#### Work to be completed
Render the lines below as a JSON list of strings, with one string for each line and any blank lines left out.
-------- Supplied records --------
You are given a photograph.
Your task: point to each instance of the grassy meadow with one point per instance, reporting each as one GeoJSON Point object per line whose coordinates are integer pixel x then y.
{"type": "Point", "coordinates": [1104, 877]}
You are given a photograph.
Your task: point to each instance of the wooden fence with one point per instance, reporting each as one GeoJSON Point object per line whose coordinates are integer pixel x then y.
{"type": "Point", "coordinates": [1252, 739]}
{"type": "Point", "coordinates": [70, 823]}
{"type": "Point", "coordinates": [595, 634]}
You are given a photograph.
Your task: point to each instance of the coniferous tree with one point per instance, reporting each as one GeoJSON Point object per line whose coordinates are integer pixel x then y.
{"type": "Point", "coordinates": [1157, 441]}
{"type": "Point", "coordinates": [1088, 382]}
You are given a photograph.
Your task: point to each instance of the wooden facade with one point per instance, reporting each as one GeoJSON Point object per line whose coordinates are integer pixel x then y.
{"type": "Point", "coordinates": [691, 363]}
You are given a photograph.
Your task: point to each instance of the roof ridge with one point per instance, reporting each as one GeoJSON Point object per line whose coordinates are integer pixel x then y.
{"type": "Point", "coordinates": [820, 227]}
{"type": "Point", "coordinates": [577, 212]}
--------
#### Exercise output
[
  "You are given a photograph.",
  "Your task: point to each instance of the grassy meadow with one point per instance, reporting each as one GeoJSON Point object per line whose coordinates are integer pixel x then y.",
  "{\"type\": \"Point\", \"coordinates\": [1104, 877]}",
  "You are given a photograph.",
  "Your task: point to each instance of the wooden fence with one point per instance, reporting each as one GeoJSON Point object per line whose coordinates are integer pixel x then y.",
  "{\"type\": \"Point\", \"coordinates\": [1252, 739]}",
  "{\"type\": \"Point\", \"coordinates\": [70, 823]}",
  "{\"type\": \"Point\", \"coordinates\": [595, 634]}",
  "You are given a photograph.",
  "Your task: point to each instance of the coniferous tree with one point per instance, reporting each as one GeoJSON Point object per line whose coordinates are integer pixel x then y.",
  "{\"type\": \"Point\", \"coordinates\": [1157, 441]}",
  "{\"type\": \"Point\", \"coordinates\": [1088, 382]}",
  "You are given a photograph.",
  "Your task: point to each instance of the wooden facade with one point per instance, reporting each as one GeoJSON Point object per line whose coordinates are integer pixel x then y.",
  "{\"type\": \"Point\", \"coordinates\": [691, 363]}",
  "You are given a photograph.",
  "Your task: point to each instance of the roof ridge with one point per instance, reporting each as one GeoJSON Point object per line whose coordinates are integer pixel x then y.",
  "{\"type\": \"Point\", \"coordinates\": [820, 227]}",
  "{\"type\": \"Point\", \"coordinates\": [577, 212]}"
]